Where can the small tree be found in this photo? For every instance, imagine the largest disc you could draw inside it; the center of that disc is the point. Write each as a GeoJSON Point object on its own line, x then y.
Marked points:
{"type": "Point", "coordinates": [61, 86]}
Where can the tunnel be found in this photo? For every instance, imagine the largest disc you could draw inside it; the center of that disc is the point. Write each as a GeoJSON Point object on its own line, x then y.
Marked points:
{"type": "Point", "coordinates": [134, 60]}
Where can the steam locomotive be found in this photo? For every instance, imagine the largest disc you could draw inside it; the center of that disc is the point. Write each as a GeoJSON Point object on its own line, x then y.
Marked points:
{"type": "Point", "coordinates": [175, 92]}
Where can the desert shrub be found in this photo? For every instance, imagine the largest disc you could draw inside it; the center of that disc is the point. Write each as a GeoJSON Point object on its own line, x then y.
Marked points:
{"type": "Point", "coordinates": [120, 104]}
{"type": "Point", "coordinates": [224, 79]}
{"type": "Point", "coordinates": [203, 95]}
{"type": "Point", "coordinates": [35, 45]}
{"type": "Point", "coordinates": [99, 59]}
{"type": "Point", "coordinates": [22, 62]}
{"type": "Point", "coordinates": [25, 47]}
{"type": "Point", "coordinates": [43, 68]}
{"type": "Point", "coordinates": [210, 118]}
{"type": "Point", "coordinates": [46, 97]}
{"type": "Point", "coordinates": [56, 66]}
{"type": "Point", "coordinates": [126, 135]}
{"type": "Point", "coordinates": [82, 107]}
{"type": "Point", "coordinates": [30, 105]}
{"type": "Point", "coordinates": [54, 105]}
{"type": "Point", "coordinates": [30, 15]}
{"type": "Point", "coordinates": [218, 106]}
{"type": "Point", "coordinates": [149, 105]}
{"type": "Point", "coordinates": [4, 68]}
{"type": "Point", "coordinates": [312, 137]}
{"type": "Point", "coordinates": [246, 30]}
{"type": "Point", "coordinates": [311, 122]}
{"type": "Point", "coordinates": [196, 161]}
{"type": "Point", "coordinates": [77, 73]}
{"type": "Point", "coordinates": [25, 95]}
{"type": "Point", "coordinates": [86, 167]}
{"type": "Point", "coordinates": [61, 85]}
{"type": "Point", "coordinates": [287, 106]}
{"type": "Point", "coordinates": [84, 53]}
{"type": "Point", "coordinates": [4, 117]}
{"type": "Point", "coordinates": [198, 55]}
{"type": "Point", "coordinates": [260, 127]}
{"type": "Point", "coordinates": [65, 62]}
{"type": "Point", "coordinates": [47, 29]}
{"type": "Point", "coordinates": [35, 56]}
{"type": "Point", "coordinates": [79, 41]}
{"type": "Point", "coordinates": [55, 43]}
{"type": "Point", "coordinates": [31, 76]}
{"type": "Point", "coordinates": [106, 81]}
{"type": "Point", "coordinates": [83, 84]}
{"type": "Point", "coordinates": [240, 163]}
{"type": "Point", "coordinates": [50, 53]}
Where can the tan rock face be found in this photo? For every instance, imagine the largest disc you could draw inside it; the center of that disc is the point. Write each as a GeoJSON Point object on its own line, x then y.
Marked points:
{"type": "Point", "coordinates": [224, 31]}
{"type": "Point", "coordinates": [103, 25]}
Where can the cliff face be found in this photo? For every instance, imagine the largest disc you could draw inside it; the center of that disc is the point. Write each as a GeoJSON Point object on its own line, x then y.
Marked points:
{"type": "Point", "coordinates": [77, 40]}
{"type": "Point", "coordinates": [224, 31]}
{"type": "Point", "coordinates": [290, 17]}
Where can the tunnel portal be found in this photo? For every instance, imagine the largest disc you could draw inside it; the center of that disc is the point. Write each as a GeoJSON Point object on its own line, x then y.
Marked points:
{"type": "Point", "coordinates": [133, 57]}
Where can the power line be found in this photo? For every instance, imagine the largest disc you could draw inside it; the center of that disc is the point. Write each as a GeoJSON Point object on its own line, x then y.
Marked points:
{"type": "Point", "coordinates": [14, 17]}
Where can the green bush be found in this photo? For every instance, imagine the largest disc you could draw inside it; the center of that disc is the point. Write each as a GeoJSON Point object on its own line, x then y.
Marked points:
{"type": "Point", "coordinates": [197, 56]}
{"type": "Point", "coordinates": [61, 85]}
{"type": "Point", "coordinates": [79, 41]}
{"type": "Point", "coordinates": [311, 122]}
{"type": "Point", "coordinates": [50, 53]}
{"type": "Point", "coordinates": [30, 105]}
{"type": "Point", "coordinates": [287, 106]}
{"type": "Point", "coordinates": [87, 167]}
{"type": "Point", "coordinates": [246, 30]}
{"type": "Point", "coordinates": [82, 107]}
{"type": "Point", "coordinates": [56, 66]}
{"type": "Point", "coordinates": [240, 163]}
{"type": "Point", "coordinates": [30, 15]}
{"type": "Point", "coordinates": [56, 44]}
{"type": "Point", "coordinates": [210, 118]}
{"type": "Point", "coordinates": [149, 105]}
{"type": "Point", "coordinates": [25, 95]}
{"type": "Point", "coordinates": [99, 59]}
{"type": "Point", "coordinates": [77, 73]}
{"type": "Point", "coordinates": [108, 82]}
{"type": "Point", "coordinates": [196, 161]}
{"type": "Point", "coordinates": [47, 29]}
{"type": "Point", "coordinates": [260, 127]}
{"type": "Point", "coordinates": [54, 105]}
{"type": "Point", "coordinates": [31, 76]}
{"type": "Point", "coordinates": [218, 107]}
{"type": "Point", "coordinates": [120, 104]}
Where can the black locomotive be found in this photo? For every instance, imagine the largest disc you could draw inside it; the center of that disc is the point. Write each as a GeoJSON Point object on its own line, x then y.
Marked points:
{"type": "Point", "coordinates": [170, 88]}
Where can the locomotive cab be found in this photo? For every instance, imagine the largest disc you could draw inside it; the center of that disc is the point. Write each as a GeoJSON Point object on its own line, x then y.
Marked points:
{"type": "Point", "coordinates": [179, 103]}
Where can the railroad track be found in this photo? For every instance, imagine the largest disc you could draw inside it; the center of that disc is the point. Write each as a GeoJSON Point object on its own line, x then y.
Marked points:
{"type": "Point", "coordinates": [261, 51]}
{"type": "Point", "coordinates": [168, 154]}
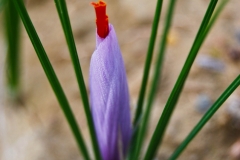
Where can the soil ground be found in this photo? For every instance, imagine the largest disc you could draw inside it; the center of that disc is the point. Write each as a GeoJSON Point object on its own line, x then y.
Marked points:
{"type": "Point", "coordinates": [36, 129]}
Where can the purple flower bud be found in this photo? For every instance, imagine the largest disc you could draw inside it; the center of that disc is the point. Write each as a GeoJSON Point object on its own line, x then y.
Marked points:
{"type": "Point", "coordinates": [110, 98]}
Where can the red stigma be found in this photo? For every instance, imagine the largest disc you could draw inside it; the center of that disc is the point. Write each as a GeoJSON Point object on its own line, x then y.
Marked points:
{"type": "Point", "coordinates": [102, 18]}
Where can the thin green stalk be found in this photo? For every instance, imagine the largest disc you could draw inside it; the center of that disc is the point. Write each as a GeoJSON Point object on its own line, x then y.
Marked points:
{"type": "Point", "coordinates": [172, 100]}
{"type": "Point", "coordinates": [216, 14]}
{"type": "Point", "coordinates": [157, 73]}
{"type": "Point", "coordinates": [148, 63]}
{"type": "Point", "coordinates": [12, 28]}
{"type": "Point", "coordinates": [206, 117]}
{"type": "Point", "coordinates": [63, 14]}
{"type": "Point", "coordinates": [48, 69]}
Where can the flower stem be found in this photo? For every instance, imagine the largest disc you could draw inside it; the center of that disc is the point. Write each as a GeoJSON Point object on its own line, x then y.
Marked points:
{"type": "Point", "coordinates": [63, 15]}
{"type": "Point", "coordinates": [157, 73]}
{"type": "Point", "coordinates": [172, 100]}
{"type": "Point", "coordinates": [206, 117]}
{"type": "Point", "coordinates": [148, 63]}
{"type": "Point", "coordinates": [48, 69]}
{"type": "Point", "coordinates": [12, 27]}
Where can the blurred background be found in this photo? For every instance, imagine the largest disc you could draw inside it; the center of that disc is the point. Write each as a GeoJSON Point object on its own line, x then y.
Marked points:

....

◆ The problem: Reproduce the part of the records that opens with the line containing "Where can the blurred" and closes at the end of the records, swapping "disc" for "circle" everywhere in it and changing nothing else.

◆ Task answer:
Where can the blurred background be found in this photo? For every instance, imagine the largest circle you could draw inside it; the center of that circle is the point. Write each as a GeoJSON Point object on its own line, x then y.
Marked points:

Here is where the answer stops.